▸ Exercise requirements: In the history of dental teaching in Bristol, on what date did the new dental department at the General Hospital open?

▸ Excerpted passage:

|---|

Time passes in Lower Maudlin Street
In the early 1900s arrangements for clinical teaching of dentistry at the Bristol Royal Infirmary were far from satisfactory. The Dental Department at this time had three rooms on the ground floor beneath the chapel, the chairs were antiquated, and there was not even a full-time House Surgeon. The teaching was left entirely to three or four “honoraries”
The original BRI Dental Department “ three rooms under the chapel”
In 1910 clinical conditions and supervision had become so bad that the majority of the dental students decamped to the General Hospital, where the promised new dental department was opened in July 27, 1914, only a few days before war broke out. This was purpose built and occupied the ground floor of a new wing with a large room for conservative dentistry, a gas theatre with waiting and recovery rooms. However with the outbreak of WW1 student numbers in both hospitals dropped to almost zero.
The new Department at the General opened in July 1914
When in 1919 men came back from the trenches there was an influx of 50 new students at the University who still elected to carry out their clinical work at either the BRI or the General. At the Bristol Royal Infirmary the new Edward VII building was returned to civilian use and dental teaching resumed in the relocated conservation room and extraction rooms on its first floor. This arrangement did not last for long.

|---|

▸ Given entries:

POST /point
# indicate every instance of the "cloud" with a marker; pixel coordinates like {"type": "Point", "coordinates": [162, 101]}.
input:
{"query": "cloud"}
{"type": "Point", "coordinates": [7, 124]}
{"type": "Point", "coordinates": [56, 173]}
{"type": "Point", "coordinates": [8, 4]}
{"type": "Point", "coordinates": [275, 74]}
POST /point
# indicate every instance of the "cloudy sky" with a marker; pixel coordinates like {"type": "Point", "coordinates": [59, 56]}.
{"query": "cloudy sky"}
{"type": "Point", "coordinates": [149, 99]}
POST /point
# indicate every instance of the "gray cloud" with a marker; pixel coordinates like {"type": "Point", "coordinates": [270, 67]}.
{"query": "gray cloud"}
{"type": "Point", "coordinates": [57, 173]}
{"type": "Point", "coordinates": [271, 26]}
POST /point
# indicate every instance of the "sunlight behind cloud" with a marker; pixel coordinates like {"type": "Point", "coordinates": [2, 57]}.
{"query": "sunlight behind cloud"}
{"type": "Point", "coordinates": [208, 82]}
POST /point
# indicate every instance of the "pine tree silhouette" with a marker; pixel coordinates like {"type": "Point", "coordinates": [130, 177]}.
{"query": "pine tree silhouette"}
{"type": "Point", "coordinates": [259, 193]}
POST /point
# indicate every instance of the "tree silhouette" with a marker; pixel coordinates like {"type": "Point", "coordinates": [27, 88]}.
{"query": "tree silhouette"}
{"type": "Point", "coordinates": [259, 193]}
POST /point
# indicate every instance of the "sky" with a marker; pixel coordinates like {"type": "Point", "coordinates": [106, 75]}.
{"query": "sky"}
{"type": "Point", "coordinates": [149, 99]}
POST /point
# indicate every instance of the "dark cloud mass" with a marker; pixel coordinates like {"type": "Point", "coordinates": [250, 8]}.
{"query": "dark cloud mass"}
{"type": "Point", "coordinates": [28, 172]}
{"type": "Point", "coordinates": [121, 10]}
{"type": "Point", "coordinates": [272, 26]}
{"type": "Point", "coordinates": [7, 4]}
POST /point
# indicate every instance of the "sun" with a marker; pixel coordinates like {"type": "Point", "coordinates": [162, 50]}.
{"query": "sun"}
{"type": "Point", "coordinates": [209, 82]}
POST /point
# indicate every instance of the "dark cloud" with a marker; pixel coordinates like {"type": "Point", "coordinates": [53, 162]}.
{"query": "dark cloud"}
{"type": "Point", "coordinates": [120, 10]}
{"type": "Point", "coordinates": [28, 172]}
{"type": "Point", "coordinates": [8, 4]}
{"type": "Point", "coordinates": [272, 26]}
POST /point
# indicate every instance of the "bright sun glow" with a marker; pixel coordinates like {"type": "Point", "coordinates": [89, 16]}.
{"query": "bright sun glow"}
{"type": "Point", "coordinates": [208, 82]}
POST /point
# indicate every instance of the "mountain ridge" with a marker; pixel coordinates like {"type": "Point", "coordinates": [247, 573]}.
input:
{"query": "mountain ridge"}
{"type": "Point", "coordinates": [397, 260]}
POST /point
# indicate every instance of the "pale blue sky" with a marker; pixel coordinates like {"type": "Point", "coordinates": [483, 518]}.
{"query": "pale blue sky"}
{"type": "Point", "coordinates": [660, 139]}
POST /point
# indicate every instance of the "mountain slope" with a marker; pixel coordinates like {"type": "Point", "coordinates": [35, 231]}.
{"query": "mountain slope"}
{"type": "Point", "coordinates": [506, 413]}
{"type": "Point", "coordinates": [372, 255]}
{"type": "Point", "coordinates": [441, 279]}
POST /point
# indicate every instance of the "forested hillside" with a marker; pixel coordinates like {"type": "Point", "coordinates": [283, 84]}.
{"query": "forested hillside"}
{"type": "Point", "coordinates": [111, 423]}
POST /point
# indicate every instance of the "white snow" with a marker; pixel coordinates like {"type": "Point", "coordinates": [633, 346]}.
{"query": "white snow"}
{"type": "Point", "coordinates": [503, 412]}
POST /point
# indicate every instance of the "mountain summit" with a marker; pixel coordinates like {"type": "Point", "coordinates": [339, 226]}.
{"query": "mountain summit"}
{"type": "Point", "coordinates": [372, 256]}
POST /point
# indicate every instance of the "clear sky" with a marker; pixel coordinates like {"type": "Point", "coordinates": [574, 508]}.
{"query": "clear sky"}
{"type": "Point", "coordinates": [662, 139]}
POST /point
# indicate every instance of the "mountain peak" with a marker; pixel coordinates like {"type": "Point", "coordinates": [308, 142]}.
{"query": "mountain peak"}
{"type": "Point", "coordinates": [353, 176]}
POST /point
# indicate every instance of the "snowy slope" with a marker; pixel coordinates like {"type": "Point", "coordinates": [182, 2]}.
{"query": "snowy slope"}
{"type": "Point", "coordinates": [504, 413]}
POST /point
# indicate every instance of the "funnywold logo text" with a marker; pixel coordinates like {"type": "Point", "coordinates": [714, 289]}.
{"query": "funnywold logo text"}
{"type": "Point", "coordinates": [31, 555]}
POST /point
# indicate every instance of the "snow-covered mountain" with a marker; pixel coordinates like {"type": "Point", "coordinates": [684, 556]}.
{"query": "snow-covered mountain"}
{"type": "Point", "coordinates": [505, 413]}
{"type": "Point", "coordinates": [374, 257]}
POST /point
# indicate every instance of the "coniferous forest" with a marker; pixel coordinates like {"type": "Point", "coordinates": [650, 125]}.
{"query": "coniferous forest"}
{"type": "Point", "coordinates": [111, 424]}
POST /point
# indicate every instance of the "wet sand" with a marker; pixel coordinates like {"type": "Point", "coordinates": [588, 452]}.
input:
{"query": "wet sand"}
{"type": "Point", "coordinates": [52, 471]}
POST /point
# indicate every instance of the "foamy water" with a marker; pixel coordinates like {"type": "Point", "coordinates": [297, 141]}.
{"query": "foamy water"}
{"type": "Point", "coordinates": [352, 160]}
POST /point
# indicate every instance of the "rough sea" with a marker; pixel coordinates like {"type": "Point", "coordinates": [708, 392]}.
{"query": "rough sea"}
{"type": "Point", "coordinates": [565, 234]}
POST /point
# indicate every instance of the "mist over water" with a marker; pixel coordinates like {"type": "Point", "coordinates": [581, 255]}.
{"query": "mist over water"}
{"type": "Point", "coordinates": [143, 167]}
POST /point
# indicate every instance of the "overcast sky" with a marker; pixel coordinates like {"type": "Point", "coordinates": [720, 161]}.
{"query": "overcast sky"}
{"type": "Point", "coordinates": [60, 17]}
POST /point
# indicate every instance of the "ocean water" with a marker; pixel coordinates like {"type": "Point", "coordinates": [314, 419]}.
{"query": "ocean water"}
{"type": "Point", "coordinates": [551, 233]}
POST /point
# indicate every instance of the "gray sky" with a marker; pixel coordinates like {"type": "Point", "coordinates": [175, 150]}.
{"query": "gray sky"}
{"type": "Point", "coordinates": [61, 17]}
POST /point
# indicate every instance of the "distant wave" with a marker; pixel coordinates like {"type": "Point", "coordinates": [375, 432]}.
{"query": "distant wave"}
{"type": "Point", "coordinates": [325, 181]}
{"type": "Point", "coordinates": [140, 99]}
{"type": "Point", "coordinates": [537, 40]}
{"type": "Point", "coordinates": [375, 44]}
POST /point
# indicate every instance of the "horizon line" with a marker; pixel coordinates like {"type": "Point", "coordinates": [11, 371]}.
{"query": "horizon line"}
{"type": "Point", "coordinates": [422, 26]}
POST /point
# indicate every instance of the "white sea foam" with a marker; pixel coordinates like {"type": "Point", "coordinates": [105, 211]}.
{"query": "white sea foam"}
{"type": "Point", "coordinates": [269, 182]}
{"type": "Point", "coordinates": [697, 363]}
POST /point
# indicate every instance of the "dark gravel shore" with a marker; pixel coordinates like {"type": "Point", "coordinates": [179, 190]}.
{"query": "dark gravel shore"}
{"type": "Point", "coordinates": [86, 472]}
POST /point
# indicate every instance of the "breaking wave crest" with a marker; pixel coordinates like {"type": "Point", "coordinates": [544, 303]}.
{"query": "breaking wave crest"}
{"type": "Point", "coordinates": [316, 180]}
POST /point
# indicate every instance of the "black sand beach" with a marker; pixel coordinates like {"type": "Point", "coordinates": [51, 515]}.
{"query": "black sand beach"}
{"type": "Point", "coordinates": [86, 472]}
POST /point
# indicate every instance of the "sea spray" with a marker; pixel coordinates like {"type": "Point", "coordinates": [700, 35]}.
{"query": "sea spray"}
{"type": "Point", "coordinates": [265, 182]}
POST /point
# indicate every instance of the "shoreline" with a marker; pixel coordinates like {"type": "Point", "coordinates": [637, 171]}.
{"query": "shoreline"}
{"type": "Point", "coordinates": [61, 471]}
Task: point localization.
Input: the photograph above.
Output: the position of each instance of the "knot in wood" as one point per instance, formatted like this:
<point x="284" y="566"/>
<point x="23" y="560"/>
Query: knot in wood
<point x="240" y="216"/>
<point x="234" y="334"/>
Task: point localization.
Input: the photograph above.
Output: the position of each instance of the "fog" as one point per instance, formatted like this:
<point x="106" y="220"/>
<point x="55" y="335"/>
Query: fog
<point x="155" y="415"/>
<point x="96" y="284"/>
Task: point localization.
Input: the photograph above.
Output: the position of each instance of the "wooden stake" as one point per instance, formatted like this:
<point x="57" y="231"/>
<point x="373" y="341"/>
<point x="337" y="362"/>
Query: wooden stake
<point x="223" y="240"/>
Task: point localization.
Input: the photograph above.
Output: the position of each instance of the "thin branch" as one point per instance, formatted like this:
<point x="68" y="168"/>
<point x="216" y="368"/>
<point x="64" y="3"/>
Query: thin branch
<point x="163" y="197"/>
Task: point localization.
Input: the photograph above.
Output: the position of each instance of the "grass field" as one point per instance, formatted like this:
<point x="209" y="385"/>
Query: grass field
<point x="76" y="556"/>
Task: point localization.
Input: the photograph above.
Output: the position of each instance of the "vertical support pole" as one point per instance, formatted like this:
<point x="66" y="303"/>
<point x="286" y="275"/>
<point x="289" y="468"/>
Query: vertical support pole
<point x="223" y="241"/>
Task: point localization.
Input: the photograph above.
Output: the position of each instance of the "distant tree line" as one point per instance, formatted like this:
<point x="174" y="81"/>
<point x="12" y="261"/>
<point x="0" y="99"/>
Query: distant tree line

|---|

▸ Result below: July 27, 1914